### Aim
Lines from the one containing "Note: mark the boat seat" through the end of the data are to be returned exactly, and no others.

◇ ◇ ◇ ◇ ◇ ◇ ◇

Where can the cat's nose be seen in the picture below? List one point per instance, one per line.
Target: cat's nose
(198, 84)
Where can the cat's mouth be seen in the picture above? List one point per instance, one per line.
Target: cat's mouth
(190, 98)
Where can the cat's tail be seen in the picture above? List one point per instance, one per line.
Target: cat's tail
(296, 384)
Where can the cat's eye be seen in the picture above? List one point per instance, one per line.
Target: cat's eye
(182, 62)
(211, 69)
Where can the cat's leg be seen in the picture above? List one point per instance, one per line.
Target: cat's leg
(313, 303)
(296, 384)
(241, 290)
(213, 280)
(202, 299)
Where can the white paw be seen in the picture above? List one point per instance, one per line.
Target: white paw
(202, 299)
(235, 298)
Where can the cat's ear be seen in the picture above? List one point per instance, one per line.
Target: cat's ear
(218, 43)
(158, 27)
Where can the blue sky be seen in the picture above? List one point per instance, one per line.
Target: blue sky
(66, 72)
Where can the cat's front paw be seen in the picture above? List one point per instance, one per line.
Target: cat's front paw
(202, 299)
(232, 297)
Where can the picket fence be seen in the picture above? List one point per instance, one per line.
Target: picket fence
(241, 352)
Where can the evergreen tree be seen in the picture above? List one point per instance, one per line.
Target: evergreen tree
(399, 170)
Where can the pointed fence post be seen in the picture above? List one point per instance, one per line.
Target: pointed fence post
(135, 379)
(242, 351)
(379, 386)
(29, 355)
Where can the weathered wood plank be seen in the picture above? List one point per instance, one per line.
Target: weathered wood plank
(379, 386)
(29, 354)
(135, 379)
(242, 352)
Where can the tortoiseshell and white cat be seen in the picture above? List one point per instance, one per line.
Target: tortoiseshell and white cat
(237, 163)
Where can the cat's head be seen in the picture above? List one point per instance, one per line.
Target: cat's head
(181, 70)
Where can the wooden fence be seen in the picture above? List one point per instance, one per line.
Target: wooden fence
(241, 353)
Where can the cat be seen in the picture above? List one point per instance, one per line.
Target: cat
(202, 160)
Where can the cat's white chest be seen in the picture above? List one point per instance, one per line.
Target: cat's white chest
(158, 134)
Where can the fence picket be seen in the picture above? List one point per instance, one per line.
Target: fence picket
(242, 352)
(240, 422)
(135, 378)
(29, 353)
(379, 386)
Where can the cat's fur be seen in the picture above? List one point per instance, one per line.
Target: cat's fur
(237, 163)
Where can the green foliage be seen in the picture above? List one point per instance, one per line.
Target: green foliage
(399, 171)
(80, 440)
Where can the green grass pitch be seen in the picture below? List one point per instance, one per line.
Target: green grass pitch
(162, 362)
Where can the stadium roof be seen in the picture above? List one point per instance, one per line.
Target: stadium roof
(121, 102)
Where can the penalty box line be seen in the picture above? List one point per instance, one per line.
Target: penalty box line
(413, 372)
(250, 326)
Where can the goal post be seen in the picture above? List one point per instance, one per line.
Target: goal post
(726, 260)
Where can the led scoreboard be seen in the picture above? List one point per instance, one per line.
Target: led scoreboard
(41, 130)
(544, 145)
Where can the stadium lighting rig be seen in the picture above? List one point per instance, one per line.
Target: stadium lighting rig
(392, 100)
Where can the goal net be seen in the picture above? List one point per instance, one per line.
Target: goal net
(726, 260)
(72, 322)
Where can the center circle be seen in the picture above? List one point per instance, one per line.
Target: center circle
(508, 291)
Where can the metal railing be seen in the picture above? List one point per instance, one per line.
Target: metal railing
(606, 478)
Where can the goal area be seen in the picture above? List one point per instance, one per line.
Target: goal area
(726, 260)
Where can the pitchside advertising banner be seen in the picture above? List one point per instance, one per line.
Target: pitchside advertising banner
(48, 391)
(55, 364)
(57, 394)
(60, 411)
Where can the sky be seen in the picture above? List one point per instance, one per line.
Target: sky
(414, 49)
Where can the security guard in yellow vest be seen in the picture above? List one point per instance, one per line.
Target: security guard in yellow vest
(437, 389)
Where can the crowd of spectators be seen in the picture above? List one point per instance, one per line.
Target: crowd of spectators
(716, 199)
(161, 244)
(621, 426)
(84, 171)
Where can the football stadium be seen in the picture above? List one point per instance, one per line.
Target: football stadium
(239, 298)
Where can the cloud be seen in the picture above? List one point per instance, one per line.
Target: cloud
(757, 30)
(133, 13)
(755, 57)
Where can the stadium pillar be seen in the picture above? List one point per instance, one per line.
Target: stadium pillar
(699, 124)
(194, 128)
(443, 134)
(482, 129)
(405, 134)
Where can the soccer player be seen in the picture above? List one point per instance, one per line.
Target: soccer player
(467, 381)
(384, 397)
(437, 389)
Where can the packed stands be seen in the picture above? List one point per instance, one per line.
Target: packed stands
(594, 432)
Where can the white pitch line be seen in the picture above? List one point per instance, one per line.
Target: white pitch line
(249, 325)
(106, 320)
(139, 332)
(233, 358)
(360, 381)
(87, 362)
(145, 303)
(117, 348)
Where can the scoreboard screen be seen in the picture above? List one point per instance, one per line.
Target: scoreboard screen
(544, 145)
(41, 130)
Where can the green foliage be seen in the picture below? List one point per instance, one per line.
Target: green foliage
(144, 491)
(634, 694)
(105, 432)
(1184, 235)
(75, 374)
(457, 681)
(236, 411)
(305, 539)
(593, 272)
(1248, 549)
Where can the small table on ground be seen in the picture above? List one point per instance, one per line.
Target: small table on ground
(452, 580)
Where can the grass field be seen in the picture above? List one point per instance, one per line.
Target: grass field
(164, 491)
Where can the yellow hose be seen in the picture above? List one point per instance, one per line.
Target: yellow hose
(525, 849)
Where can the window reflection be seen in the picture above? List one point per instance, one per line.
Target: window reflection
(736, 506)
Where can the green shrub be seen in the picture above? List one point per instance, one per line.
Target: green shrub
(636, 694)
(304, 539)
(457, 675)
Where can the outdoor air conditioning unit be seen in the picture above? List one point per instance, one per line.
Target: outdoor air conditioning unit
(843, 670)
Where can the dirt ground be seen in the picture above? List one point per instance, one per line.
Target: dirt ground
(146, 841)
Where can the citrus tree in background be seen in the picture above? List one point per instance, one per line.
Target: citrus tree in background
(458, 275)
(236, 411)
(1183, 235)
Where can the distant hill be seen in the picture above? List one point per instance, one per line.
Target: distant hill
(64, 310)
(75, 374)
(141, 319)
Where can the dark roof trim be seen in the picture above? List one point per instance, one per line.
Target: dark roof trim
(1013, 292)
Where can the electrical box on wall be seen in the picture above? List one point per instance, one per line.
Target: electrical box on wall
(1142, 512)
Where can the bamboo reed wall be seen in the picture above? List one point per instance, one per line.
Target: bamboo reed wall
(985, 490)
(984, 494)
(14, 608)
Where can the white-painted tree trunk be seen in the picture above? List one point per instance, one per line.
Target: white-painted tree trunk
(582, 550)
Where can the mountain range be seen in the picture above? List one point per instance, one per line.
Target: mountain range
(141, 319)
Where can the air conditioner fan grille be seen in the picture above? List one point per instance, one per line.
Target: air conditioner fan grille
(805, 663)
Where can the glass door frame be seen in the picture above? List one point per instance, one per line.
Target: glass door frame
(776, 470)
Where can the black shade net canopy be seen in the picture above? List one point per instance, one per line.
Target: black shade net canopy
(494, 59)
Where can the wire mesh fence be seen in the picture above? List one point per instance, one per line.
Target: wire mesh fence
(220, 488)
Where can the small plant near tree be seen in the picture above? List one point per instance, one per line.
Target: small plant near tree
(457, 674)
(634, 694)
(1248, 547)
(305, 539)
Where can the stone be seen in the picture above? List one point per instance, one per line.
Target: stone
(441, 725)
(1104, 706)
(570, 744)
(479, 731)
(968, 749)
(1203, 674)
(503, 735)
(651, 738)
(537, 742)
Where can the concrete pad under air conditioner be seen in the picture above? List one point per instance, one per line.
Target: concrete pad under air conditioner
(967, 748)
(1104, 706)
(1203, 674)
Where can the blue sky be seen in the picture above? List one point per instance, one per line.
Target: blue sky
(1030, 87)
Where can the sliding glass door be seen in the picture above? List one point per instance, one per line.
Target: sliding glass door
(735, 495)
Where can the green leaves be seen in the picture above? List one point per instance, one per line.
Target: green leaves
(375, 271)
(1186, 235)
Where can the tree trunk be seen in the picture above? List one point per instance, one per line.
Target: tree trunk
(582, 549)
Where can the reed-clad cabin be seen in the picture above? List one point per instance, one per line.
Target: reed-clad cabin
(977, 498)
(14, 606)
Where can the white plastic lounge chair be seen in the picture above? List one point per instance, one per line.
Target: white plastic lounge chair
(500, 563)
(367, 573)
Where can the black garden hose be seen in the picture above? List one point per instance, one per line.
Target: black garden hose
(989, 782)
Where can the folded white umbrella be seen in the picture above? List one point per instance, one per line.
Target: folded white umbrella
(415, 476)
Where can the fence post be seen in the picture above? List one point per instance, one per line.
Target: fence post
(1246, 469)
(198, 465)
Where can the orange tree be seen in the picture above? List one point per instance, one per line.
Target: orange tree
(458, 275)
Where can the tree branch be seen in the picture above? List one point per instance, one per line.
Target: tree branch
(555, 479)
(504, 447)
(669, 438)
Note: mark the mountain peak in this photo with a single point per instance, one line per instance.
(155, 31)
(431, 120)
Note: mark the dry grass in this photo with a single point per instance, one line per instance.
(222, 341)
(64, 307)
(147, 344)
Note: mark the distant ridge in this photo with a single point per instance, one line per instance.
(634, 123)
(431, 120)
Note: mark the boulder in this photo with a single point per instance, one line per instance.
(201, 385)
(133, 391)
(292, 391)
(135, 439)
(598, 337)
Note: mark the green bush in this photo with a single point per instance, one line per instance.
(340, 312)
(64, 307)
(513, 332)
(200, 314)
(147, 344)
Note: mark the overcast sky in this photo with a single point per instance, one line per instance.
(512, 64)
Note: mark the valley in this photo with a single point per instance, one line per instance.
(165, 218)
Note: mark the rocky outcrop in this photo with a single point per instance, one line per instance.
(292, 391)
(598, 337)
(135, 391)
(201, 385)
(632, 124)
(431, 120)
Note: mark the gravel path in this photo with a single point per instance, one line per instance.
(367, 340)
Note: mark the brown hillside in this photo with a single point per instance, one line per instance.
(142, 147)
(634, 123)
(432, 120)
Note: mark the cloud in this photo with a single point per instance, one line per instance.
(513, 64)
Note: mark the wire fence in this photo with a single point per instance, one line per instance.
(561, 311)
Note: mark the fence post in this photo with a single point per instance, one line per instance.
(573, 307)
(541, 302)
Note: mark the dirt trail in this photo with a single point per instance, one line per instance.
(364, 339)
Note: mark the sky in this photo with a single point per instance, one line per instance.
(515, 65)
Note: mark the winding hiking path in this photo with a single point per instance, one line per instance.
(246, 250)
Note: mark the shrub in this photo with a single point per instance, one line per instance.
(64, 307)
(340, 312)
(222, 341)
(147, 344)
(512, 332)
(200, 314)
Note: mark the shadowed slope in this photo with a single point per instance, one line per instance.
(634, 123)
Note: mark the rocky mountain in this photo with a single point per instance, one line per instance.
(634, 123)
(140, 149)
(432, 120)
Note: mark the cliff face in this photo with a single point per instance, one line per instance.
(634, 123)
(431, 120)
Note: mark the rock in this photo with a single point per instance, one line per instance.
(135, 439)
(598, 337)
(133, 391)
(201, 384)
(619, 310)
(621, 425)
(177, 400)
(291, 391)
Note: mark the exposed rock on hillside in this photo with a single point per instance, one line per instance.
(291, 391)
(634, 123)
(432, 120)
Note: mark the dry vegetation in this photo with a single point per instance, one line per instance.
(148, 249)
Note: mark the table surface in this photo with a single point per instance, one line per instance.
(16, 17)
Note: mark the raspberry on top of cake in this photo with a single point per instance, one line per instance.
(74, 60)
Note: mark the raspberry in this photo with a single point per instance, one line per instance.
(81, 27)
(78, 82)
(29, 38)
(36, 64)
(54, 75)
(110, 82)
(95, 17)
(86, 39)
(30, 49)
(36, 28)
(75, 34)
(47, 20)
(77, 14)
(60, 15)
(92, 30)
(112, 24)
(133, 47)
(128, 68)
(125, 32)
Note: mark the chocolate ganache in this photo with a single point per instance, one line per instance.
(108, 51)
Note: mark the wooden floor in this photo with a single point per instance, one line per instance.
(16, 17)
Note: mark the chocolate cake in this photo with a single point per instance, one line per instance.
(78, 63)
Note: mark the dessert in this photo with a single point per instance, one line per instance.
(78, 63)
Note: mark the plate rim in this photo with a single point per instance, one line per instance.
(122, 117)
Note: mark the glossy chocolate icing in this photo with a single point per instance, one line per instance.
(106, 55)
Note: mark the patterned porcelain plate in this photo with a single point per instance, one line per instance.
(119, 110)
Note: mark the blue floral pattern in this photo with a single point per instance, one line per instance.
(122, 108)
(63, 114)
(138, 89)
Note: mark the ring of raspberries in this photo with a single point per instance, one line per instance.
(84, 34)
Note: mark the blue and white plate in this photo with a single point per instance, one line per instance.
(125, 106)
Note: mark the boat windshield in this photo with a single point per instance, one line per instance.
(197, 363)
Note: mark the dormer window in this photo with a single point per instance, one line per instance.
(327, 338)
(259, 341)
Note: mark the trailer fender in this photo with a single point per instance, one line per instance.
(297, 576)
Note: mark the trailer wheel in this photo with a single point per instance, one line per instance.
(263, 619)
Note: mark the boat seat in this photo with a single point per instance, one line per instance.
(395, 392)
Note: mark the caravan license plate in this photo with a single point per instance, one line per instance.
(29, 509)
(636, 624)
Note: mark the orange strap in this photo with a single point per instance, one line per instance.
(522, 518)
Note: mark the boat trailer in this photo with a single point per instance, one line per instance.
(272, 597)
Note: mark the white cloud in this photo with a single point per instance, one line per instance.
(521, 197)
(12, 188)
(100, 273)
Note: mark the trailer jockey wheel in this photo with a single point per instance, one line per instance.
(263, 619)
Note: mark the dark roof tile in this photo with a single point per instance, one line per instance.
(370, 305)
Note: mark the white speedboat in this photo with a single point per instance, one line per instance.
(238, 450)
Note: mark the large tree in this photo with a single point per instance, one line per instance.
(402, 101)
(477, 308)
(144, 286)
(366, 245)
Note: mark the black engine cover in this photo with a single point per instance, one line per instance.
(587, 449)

◇ ◇ ◇ ◇ ◇ ◇ ◇

### Solution to this problem
Note: mark the boat seat in this photo with a single point per instance, one line per instance.
(395, 392)
Note: mark the caravan license plate in this photo with a single point per instance, one line per instance.
(29, 509)
(636, 624)
Note: mark the orange strap in this photo with a single point per instance, one line per instance.
(522, 518)
Note: mark the boat trailer in this photo with a single point per instance, one line per instance.
(272, 597)
Note: mark the white cloud in this photo with a single point per instance, one line per instance.
(521, 197)
(12, 188)
(100, 273)
Note: mark the trailer jockey wheel in this photo with a single point per instance, one line per instance.
(263, 619)
Note: mark the dark roof tile in this photo with a single point per instance, one line per instance.
(370, 305)
Note: mark the white speedboat in this photo with a single point per instance, one line per instance.
(238, 450)
Note: mark the large tree in this photo with a single point per instance, one line per instance.
(402, 101)
(477, 308)
(144, 286)
(366, 245)
Note: mark the black engine cover in this photo with a single point per instance, one line per instance.
(587, 449)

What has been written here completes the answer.